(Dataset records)

►

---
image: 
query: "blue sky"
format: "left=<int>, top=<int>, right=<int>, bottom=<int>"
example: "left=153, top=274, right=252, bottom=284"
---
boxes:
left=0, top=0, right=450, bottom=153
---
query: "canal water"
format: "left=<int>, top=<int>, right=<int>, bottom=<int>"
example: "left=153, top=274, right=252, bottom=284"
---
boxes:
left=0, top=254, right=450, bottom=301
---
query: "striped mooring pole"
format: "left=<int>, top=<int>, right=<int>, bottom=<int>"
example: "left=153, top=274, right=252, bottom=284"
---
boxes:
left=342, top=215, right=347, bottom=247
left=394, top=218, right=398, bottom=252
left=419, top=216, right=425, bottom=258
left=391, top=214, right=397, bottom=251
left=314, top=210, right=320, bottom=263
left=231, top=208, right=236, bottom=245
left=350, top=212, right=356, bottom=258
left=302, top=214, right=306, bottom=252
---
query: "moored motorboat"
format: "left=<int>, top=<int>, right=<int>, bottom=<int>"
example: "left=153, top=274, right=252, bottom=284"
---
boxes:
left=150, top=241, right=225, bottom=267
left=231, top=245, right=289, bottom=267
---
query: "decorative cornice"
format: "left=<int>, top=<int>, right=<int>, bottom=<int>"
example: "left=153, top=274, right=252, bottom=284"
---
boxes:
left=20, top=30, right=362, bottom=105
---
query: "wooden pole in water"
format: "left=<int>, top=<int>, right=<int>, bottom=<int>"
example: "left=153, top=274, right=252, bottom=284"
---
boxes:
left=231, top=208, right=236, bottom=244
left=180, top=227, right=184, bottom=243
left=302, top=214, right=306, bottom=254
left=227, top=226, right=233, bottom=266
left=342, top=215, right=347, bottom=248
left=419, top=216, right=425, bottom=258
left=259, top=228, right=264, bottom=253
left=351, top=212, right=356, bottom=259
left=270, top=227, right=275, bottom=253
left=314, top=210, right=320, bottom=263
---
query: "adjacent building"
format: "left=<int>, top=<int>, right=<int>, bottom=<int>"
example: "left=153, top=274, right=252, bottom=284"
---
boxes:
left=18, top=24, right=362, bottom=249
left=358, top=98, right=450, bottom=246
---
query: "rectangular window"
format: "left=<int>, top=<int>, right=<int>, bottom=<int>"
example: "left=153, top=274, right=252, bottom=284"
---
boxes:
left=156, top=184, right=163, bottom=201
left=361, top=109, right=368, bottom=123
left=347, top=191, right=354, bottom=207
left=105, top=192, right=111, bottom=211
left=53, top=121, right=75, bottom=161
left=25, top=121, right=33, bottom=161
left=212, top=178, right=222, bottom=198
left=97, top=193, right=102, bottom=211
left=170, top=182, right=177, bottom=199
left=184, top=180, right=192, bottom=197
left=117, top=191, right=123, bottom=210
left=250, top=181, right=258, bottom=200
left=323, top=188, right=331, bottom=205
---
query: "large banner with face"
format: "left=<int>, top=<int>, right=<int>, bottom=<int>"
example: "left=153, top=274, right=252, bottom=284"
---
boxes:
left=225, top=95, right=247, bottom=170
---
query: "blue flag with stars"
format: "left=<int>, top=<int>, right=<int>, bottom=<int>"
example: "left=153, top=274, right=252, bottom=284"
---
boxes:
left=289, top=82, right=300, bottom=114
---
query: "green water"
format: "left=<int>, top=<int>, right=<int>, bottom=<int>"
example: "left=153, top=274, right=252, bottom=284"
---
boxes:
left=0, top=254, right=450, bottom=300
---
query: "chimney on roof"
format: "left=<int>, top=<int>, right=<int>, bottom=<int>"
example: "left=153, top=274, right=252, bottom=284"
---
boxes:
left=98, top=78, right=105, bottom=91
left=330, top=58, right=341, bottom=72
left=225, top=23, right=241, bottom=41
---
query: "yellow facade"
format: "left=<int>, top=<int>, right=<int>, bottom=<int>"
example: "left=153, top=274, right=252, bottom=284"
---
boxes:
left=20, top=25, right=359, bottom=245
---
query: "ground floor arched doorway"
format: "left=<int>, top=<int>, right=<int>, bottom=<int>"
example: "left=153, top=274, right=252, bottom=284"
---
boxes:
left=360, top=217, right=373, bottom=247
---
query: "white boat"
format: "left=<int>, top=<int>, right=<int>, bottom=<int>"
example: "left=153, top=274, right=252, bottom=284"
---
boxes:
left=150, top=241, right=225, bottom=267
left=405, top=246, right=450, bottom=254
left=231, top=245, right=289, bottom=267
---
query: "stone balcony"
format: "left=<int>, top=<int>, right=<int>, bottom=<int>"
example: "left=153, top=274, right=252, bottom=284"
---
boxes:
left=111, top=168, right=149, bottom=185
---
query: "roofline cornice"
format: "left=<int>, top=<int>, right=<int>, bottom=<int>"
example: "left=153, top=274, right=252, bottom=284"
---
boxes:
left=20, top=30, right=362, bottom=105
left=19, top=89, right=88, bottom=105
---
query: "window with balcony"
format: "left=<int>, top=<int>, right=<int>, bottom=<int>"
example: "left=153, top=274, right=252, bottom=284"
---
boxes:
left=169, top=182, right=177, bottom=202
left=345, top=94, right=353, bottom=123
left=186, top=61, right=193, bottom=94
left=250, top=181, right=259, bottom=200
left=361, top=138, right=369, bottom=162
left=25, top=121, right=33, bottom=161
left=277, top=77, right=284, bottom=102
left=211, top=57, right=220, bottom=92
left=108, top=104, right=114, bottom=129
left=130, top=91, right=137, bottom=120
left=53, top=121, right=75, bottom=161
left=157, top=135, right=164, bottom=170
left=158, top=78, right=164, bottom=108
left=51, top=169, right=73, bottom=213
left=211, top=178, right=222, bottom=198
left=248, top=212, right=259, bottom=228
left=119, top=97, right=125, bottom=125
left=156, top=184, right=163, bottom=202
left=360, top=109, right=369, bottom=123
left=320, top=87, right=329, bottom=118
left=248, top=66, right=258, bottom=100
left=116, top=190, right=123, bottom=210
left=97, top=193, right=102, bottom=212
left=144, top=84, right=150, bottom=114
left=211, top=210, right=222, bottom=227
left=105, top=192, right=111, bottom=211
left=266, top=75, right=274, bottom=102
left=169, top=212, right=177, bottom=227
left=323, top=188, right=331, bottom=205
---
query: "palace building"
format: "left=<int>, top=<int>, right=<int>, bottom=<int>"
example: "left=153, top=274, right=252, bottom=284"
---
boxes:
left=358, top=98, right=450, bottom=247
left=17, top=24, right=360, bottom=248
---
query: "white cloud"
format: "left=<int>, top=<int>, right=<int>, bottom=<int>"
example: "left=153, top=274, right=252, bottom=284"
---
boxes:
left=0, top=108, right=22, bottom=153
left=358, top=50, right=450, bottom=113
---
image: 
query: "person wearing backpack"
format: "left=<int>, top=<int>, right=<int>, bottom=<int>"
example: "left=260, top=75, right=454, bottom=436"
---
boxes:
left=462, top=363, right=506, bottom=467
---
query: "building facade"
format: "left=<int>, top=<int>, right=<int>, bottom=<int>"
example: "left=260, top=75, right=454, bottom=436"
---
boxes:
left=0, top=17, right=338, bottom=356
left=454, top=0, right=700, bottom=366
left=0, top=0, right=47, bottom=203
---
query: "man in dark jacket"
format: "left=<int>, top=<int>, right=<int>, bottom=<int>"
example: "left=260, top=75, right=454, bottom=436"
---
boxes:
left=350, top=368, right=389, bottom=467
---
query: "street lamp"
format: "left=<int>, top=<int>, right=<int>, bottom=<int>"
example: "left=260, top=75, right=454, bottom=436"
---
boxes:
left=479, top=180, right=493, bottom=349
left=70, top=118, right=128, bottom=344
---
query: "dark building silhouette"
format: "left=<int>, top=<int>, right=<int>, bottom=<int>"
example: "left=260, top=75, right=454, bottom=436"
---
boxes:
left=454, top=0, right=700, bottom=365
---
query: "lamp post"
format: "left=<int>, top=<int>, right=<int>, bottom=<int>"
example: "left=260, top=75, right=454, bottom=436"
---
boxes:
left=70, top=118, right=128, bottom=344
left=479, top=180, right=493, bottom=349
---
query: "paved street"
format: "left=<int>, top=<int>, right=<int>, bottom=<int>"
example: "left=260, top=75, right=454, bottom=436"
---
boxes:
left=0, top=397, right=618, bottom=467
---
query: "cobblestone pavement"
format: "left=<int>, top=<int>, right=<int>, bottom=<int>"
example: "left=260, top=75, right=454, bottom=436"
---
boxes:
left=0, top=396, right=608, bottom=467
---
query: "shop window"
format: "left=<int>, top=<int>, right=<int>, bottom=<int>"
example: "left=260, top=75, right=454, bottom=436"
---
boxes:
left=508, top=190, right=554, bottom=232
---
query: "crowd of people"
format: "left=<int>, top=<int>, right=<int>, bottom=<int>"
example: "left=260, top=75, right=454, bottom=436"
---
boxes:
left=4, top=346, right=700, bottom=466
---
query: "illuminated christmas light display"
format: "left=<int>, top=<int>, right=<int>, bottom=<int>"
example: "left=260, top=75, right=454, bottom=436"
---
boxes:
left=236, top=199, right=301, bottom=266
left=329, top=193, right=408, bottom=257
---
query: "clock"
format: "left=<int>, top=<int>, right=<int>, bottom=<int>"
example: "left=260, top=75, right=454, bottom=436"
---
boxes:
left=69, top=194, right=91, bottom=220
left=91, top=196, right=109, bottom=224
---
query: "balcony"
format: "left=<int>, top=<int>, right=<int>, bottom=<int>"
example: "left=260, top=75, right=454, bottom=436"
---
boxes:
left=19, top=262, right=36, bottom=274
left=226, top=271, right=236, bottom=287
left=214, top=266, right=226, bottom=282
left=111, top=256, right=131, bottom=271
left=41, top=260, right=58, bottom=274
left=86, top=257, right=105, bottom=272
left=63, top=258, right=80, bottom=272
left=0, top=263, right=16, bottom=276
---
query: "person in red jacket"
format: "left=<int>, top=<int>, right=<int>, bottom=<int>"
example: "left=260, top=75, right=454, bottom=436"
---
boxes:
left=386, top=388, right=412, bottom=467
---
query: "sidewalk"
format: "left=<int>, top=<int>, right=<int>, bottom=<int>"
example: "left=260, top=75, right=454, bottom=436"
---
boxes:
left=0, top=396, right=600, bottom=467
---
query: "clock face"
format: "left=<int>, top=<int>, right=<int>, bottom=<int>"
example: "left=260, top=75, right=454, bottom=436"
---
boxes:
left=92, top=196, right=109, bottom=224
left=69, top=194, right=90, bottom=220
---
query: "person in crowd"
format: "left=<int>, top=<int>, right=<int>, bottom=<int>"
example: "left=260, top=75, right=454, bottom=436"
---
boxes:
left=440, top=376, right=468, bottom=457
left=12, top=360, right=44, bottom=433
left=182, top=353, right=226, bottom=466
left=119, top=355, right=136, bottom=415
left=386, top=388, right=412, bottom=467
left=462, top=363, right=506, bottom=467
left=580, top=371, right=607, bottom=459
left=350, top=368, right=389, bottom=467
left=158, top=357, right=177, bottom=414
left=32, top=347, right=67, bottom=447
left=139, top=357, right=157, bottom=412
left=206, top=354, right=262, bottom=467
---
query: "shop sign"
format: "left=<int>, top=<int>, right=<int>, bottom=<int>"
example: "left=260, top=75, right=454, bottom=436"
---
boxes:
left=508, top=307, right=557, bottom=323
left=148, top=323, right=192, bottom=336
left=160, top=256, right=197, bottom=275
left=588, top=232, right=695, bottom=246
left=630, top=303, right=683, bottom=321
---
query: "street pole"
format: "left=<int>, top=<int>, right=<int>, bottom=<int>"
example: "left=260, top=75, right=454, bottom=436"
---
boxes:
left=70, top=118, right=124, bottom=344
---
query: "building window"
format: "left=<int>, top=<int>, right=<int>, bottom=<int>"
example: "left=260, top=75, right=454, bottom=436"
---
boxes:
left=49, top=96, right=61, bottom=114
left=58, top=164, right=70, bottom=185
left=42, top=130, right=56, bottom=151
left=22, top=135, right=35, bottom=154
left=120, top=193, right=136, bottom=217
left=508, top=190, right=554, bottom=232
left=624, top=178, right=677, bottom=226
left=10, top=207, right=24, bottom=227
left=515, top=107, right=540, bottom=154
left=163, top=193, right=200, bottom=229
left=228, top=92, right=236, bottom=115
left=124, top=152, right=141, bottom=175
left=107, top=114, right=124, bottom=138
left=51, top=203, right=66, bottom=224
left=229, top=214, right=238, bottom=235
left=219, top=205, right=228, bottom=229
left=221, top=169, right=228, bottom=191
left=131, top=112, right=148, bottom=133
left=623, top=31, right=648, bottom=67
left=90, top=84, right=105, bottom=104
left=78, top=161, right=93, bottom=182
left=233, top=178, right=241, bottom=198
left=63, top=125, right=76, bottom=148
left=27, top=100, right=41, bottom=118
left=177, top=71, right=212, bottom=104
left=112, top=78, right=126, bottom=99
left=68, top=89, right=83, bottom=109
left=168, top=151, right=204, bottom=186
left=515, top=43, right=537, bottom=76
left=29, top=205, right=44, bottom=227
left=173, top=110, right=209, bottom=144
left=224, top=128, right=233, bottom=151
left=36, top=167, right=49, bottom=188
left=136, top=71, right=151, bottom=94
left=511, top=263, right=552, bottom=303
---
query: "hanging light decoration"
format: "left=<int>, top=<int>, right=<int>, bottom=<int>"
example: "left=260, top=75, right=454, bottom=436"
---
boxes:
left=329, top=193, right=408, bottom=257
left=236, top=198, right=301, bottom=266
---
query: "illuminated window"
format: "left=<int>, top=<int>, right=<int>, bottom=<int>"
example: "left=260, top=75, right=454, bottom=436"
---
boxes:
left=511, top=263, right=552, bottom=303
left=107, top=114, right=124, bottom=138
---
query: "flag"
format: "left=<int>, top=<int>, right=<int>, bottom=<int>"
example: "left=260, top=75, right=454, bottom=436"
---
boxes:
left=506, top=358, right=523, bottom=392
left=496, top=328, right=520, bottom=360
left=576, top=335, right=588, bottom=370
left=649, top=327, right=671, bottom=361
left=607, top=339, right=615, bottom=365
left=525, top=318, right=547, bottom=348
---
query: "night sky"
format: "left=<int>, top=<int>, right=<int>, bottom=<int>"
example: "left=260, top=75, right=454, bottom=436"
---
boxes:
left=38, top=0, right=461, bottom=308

◄

EXERCISE AIM
Quote the rows above word for word, beginning with their very first line and ending after the line that contains "left=0, top=254, right=450, bottom=301".

ANSWER TO THE PROBLEM
---
image: 
query: "blue sky"
format: "left=<int>, top=<int>, right=<int>, bottom=<int>"
example: "left=153, top=274, right=252, bottom=284"
---
boxes:
left=0, top=0, right=450, bottom=153
---
query: "canal water"
format: "left=<int>, top=<int>, right=<int>, bottom=<int>"
example: "left=153, top=274, right=252, bottom=284"
---
boxes:
left=0, top=254, right=450, bottom=301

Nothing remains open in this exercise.